» Directions for this task: Collect every line in the data below that contains the word "necktie".

» Working data:
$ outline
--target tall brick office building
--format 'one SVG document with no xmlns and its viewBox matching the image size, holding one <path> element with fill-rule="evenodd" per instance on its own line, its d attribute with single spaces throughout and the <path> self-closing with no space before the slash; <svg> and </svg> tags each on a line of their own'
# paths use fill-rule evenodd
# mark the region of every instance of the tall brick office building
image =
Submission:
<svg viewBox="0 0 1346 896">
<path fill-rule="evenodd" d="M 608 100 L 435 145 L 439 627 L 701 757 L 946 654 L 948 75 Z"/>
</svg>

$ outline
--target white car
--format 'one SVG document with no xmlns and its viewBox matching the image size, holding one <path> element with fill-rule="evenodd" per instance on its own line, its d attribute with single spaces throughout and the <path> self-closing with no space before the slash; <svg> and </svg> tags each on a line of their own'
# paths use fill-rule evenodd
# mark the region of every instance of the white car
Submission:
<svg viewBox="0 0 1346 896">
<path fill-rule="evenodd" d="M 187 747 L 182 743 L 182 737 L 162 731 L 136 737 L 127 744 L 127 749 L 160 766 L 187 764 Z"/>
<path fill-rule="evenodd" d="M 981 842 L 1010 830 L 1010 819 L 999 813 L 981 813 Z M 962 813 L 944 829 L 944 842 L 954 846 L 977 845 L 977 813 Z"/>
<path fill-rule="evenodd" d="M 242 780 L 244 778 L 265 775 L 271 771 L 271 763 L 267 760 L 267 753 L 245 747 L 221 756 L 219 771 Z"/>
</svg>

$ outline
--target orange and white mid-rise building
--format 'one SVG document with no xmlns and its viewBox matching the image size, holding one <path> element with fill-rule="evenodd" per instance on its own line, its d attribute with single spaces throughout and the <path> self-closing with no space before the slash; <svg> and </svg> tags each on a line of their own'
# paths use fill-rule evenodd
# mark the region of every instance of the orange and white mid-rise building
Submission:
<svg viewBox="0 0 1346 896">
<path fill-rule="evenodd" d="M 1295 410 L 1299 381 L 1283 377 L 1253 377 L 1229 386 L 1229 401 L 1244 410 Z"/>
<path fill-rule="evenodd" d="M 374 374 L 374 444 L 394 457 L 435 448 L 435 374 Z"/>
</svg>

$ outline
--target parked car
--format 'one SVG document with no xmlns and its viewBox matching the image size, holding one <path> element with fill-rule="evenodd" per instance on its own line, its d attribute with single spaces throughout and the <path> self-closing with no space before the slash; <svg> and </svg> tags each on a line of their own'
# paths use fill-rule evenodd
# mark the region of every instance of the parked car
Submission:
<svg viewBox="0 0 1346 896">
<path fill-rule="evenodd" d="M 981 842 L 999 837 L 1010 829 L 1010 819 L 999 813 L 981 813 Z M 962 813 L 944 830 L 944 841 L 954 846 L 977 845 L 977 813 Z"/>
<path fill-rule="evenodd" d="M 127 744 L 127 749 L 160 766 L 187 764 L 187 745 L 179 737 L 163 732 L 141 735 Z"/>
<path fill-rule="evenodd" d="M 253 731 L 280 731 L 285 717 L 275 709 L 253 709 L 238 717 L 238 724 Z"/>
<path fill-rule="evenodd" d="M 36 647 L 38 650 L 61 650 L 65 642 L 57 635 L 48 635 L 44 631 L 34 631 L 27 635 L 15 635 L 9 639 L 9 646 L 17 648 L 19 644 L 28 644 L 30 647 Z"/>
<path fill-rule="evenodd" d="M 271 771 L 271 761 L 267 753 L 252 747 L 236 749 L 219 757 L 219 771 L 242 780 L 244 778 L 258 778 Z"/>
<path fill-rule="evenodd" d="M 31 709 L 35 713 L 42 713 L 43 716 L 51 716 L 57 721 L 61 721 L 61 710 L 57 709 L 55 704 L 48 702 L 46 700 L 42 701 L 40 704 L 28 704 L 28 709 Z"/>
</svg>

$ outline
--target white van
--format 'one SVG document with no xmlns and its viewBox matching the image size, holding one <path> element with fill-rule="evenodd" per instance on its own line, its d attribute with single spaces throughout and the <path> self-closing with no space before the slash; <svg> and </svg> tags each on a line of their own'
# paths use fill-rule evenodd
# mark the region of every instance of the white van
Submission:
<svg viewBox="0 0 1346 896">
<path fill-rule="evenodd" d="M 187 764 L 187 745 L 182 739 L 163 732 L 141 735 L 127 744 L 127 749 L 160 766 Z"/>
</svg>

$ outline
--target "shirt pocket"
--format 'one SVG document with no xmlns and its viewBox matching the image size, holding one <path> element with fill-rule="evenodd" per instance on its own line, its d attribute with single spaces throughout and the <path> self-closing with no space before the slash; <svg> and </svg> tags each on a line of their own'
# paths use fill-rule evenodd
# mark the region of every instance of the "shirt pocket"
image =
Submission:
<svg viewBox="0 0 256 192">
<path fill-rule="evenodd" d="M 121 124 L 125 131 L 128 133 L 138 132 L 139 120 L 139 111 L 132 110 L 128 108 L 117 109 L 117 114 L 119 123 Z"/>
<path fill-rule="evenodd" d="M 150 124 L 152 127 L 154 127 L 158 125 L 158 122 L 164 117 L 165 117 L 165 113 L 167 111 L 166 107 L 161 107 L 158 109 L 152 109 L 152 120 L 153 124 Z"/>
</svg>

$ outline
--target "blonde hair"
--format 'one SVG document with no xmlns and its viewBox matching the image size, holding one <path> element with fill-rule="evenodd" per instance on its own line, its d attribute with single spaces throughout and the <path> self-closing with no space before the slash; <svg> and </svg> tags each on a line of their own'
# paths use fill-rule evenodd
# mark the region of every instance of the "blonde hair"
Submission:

--

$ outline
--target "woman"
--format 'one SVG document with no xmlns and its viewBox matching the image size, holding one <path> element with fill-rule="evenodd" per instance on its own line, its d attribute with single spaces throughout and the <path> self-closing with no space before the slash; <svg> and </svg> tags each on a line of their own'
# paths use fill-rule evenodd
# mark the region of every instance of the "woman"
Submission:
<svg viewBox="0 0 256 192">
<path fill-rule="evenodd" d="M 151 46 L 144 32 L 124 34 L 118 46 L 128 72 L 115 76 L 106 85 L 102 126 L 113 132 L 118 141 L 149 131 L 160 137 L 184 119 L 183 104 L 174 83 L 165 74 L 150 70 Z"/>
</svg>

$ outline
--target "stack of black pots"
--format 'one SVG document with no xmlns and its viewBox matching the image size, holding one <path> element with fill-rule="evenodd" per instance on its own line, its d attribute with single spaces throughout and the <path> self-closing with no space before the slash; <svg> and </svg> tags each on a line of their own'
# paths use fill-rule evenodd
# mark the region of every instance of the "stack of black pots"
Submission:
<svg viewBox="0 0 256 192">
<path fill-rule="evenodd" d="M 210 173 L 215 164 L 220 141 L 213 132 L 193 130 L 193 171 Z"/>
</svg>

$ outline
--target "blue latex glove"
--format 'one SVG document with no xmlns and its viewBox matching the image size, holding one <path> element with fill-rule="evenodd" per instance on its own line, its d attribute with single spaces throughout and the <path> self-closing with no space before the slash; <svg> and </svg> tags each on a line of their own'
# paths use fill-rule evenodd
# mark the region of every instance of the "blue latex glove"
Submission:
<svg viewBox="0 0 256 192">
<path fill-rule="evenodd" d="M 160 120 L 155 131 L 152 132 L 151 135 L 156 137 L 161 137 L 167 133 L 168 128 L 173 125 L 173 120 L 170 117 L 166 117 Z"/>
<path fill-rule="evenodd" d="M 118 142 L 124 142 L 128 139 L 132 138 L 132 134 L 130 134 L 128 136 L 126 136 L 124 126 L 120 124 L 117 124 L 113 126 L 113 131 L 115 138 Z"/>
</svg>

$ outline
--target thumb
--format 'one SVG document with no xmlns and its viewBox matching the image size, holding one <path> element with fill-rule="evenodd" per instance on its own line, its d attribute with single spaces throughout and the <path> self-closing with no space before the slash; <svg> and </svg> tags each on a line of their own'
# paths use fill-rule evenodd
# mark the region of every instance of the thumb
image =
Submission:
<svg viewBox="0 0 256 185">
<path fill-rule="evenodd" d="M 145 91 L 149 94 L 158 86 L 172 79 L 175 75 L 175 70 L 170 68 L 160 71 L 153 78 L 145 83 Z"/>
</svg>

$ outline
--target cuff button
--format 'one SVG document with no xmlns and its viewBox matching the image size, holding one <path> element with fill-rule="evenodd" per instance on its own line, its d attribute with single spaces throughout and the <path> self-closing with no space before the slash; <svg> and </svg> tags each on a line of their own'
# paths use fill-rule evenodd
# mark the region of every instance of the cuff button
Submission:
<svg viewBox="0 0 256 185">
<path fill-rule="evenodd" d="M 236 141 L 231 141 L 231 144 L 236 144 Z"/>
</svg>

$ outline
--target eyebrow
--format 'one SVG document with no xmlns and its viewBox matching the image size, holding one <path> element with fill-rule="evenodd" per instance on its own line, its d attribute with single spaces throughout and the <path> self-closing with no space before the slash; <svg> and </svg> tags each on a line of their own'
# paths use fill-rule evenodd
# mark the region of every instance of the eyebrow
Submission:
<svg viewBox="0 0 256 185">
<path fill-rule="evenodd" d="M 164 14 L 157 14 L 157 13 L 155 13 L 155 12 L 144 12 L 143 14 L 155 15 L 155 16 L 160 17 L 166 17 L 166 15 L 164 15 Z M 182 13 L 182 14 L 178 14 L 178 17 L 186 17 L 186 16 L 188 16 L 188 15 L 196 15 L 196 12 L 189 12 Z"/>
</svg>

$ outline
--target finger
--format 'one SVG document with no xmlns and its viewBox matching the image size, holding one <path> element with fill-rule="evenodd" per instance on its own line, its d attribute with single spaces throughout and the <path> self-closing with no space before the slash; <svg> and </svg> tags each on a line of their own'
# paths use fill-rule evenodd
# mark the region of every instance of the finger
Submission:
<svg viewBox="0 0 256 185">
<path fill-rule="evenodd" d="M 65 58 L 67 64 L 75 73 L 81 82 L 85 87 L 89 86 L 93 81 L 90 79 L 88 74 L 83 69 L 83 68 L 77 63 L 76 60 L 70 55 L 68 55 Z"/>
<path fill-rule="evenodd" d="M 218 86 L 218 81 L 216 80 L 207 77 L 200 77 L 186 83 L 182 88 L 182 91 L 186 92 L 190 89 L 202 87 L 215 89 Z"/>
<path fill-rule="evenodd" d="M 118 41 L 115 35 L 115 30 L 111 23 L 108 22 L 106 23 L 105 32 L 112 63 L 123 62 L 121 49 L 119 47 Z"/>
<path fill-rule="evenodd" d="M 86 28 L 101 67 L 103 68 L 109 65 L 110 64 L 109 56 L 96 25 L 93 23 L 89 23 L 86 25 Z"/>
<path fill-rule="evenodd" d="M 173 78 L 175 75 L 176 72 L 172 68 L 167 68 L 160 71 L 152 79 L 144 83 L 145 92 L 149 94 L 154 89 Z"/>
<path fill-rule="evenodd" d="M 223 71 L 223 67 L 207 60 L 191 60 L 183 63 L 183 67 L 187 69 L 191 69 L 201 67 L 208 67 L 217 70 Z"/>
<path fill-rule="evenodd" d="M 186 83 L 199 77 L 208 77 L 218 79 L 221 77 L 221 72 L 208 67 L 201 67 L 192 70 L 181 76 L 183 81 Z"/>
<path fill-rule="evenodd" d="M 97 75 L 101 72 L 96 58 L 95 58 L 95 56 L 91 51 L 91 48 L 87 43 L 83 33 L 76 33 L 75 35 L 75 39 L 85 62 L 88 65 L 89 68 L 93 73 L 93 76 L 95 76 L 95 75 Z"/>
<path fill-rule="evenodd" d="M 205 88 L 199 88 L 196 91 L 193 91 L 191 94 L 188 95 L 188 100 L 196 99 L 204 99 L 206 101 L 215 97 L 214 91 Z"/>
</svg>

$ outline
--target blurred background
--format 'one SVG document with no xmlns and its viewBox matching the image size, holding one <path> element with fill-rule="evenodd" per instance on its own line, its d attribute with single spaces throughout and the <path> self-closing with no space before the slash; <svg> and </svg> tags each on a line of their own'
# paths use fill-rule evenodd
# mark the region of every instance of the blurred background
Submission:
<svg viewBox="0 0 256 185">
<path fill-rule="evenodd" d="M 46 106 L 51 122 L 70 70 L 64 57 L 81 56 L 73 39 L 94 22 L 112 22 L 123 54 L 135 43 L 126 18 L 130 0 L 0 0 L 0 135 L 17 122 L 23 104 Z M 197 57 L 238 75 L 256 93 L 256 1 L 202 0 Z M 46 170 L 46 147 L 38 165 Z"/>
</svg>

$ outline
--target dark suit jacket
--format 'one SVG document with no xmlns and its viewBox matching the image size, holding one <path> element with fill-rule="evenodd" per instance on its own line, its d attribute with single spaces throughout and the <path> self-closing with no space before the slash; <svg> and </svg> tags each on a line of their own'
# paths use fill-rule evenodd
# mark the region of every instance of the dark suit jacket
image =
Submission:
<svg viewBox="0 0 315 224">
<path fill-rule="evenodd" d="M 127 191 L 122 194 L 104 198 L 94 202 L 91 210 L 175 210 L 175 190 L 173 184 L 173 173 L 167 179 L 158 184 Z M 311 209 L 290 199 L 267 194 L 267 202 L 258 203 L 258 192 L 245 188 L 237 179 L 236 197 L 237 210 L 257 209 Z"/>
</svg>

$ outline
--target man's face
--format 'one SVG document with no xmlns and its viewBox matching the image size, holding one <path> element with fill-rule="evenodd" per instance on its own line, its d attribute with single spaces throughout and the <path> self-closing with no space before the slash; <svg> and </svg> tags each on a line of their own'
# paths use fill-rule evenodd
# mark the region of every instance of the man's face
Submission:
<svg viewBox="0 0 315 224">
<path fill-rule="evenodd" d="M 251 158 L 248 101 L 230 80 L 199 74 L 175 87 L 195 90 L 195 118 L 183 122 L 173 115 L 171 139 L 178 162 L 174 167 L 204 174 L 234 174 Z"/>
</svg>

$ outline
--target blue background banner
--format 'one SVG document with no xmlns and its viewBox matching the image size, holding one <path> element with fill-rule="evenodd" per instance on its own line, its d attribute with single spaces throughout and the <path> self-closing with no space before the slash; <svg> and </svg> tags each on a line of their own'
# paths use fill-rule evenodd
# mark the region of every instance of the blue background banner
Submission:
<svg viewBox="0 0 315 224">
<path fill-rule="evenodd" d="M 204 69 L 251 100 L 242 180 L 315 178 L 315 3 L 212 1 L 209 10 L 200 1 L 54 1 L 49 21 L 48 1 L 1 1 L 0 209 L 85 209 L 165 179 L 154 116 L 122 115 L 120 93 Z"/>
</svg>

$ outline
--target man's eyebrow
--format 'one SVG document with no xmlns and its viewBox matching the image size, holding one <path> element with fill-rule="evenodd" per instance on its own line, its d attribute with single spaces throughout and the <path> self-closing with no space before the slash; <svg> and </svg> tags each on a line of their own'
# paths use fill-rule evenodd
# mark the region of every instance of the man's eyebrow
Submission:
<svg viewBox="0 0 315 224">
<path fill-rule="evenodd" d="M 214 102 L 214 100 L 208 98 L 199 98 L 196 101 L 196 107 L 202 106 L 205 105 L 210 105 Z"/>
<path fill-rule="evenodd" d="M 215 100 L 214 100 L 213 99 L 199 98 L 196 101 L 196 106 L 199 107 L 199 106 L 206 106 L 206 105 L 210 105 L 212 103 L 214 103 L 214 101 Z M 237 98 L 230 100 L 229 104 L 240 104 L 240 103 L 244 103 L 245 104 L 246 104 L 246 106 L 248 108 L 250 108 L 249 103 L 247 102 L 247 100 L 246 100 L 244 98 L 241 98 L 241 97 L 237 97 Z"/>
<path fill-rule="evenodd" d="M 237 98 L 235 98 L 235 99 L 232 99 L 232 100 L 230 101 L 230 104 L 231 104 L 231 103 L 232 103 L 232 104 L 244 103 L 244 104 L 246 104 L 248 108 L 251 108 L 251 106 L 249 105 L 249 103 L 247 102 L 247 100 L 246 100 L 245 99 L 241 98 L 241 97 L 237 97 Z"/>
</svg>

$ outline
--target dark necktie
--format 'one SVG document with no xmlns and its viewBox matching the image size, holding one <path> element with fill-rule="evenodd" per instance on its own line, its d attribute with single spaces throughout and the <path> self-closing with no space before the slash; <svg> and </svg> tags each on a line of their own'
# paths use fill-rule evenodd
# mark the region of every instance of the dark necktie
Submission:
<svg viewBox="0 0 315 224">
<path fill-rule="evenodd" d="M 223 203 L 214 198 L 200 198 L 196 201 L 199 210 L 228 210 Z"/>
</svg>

» Output below:
--target dark necktie
# mark the region of every instance of the dark necktie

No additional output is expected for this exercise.